* **DATASET EXCERPTS**
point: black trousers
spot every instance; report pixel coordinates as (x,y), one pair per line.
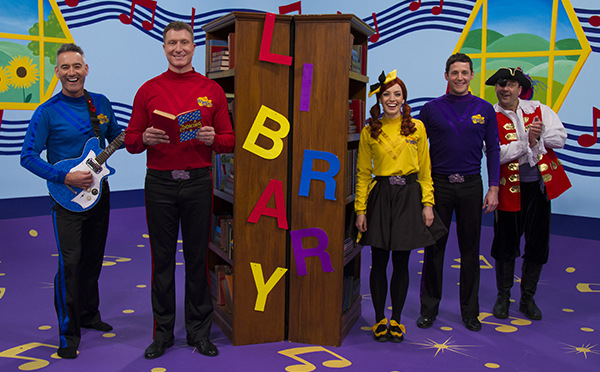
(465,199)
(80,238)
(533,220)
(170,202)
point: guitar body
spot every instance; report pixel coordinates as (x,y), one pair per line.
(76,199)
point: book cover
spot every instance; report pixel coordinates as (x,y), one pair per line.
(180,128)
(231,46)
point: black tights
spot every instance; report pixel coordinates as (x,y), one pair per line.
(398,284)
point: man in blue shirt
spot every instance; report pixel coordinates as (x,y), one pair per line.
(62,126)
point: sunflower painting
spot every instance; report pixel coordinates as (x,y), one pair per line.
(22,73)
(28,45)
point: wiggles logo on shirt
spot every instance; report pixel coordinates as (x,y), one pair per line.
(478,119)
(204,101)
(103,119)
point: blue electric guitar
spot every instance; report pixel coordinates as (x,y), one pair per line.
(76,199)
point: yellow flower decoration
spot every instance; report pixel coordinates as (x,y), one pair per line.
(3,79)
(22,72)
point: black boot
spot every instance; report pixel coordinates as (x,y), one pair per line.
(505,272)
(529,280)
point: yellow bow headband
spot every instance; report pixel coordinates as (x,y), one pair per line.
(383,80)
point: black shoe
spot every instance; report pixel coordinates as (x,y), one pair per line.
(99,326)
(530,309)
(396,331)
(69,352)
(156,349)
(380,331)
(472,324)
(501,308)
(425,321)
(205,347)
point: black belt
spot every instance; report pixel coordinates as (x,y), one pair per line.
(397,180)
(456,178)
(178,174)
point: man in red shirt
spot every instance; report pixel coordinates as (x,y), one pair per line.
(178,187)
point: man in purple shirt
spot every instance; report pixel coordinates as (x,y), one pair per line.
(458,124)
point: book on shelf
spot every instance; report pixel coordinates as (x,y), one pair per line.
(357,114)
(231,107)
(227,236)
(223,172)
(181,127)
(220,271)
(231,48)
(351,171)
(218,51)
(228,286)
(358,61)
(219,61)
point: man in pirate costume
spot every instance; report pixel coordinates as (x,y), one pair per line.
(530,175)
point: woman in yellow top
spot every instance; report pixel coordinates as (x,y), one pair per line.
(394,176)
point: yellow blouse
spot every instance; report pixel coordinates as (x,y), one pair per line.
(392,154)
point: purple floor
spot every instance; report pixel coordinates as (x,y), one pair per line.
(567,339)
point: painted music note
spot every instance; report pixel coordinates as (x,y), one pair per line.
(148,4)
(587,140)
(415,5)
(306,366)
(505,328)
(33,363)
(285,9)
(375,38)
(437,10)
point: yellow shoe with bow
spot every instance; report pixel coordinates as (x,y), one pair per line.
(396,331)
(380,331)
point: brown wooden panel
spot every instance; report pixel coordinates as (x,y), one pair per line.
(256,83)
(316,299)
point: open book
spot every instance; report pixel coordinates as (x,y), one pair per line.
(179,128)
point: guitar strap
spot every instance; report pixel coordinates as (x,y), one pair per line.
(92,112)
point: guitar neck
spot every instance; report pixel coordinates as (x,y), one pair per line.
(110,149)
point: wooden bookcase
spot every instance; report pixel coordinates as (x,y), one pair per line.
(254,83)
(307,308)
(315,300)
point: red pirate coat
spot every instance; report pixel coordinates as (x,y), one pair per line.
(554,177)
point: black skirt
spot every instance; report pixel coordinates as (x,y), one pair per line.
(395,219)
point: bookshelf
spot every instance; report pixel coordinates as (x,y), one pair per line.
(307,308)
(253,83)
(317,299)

* * *

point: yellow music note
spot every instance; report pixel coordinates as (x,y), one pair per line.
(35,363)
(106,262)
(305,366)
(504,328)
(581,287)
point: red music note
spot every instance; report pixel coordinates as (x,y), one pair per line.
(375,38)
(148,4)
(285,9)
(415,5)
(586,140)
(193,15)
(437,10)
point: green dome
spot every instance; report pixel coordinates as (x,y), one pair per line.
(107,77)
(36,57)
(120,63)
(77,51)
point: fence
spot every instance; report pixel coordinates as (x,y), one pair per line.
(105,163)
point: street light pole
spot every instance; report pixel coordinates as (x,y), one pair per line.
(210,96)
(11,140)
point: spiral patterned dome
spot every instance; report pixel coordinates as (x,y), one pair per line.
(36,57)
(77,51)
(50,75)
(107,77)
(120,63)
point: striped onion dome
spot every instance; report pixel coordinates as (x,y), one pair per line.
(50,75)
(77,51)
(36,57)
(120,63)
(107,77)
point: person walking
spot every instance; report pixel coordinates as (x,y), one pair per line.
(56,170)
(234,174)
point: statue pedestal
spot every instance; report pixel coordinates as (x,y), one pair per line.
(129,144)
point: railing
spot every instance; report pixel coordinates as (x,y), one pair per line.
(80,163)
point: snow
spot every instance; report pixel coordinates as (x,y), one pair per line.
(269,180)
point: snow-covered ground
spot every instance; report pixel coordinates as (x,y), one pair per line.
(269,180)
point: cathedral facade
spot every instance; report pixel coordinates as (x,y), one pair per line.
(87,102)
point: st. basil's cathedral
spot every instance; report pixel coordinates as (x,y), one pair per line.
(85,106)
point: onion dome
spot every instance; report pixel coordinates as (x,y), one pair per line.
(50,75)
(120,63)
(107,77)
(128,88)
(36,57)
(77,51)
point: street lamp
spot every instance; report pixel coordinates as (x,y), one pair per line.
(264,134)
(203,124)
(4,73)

---

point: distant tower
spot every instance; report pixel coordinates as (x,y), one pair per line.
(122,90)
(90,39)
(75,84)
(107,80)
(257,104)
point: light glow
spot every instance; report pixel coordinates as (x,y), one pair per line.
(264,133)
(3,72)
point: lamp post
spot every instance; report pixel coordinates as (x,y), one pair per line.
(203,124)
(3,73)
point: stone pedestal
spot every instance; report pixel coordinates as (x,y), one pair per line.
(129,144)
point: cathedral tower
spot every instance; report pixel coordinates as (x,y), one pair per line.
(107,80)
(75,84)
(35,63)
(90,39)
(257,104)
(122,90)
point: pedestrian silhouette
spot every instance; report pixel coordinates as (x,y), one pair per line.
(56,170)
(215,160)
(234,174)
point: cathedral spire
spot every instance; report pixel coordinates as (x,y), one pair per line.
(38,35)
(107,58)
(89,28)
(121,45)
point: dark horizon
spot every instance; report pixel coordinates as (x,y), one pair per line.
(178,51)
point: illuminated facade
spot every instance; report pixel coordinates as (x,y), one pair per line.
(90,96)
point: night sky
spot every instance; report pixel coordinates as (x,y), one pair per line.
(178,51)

* **WHAT IS EXPECTED**
Each line above that contains the string "dome" should be copied.

* **EXERCISE RESULT**
point: green dome
point: spiral patterned dome
point: striped onion dome
point: onion dome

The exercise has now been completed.